出典抜粋:
高齢期に住み替えたい人気の住まい「シニア向け分譲マンション」特徴や選ぶときの注意ポイントを社会福祉士が解説
メリットは先に説明した、娯楽施設や設備が充実していること、コンシェルジュサービスは勿論なのですが、一番はやはり一般的な分譲マンションと同様、「所有権」があることだと思います。
自由な室内リフォーム、売却、子への相続、賃貸物件として貸し出すことなども可能です。ただ売却は入居条件や購入者層が限られるため、簡単に進まないことも多く、投資目的や売却したいかたは注意が必要です。
一番のデメリットは、そして購入後の月額出費が高額になることが挙げられます。
一般のマンションと同様、管理費や修繕費のほかに、各種サービス利用料(総額で約10~30万円)がかかります。温泉、プール、カラオケ、レストラン、図書室の維持もあるので仕方がないことかもしれません。これらの利用率が高い生活を希望する場合は検討の価値ありともいえます。
加えて、前述のとおり介護サービスは提供されないので、介護が必要になった場合の介護サービスを外注する必要があり、介護費がかかるわけです。
一般的なデメリットとしては、購入費用が高い(数千万~数億円)、認知症や介護度が高くなると住み続けるのが難しいといったこともありますが、購入価格は他の一般的なマンションも同じように値上がりしていますし、介護度や医療依存が高くなると自宅に住み続けるのは難しくなる場合もあるため、特にシニア向け分譲マンションだけの問題ではないといえるでしょう。
シニア向け分譲マンションを選ぶときの注意ポイント
先の令和6年版高齢社会白書によると、「住み替え先に期待すること」として、以下が上位となっています。まずはこの項目をチェックしてみましょう。
□買い物が便利なこと(スーパーが徒歩圏内か、ネットスーパーの配達範囲かなど)
□医療・福祉施設が充実していること (医療機関が徒歩圏内か)
□交通の便が良いこと(駅やバス停などが徒歩圏内か)
□地域や住宅が災害に強いこと (周辺の道路状況も確認)

演習課題:
1/ シニア向け分譲マンションの解説文に基づき、次の問いに答えてください。
(a) 管理費や修繕費のほかにかかる各種サービス利用料は、総額でおよそいくらとされていますか。
(b) 一般的なデメリットとして挙げられている購入費用は、どの程度とされていますか。
(c) 「住み替え先に期待すること」の上位項目は、何という資料によるものとされていますか。
2/ シニア向け分譲マンションの解説文のうち、「加えて、前述のとおり介護サー」から「目をチェックしてみましょう。」までを、一字一句変えずに抜き出してください。
3/ シニア向け分譲マンションの解説文を、最後に示された文の次から続けて書き進めてください。

保存済みデータセット項目:
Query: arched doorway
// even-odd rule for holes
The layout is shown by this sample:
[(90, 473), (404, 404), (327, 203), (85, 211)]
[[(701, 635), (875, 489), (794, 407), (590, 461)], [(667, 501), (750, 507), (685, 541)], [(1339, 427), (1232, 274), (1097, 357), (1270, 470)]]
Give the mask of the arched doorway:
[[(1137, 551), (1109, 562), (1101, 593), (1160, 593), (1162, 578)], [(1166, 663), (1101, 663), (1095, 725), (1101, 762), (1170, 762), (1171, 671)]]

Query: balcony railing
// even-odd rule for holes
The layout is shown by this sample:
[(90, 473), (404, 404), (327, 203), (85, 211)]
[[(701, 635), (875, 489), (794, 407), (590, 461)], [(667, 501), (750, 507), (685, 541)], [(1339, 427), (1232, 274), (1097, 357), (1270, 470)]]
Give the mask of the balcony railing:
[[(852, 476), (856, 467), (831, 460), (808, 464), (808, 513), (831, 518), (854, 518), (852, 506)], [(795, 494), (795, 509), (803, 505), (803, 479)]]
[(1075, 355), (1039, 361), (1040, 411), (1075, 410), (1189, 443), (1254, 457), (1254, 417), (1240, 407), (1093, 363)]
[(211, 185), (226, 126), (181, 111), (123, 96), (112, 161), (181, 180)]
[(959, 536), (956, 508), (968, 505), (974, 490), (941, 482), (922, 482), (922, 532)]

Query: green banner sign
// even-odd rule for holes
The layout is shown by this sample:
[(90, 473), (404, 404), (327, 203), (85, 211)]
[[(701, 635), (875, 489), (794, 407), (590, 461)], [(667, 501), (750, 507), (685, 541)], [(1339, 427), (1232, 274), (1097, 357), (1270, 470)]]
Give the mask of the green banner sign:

演習の解答:
1/
(a) 約10~30万円
(b) 数千万~数億円
(c) 令和6年版高齢社会白書

2/
加えて、前述のとおり介護サービスは提供されないので、介護が必要になった場合の介護サービスを外注する必要があり、介護費がかかるわけです。
一般的なデメリットとしては、購入費用が高い(数千万~数億円)、認知症や介護度が高くなると住み続けるのが難しいといったこともありますが、購入価格は他の一般的なマンションも同じように値上がりしていますし、介護度や医療依存が高くなると自宅に住み続けるのは難しくなる場合もあるため、特にシニア向け分譲マンションだけの問題ではないといえるでしょう。
シニア向け分譲マンションを選ぶときの注意ポイント
先の令和6年版高齢社会白書によると、「住み替え先に期待すること」として、以下が上位となっています。まずはこの項目をチェックしてみましょう。

3/
□静かで落ち着いて暮らせること
□手すりなどのバリアフリー対策が施され、高齢者に配慮された住宅であること
そして、家族・親族と頻繁に会える距離か、サービス内容やレストランの食事内容が希望にあっているか、今後の介護サービスの可能性なども含めて出費に対応できるかなども考慮してみましょう。
購入を視野に入れて賃貸で住んでみる
いきなりの購入はリスクが高いので、賃貸から始めてみるのもよいかもしれません。また、シニア向け分譲マンションはまだまだ数少ないので新築にこだわらず中古も視野いれてみることをおすすめします。
空き物件の情報はホームページに掲載されています。たとえば、東京・白金に立つ築16年のシニア向け分譲マンションの場合、賃貸住戸1LDKが月額賃料35万円、中古販売価格1LDKが6090万円などの情報が確認できます。
また、老人ホーム検索サイトや住宅・不動産購入をサポートする情報サイトなどでも、現在売り出し中(貸し出し中)の中古物件を調べることができます。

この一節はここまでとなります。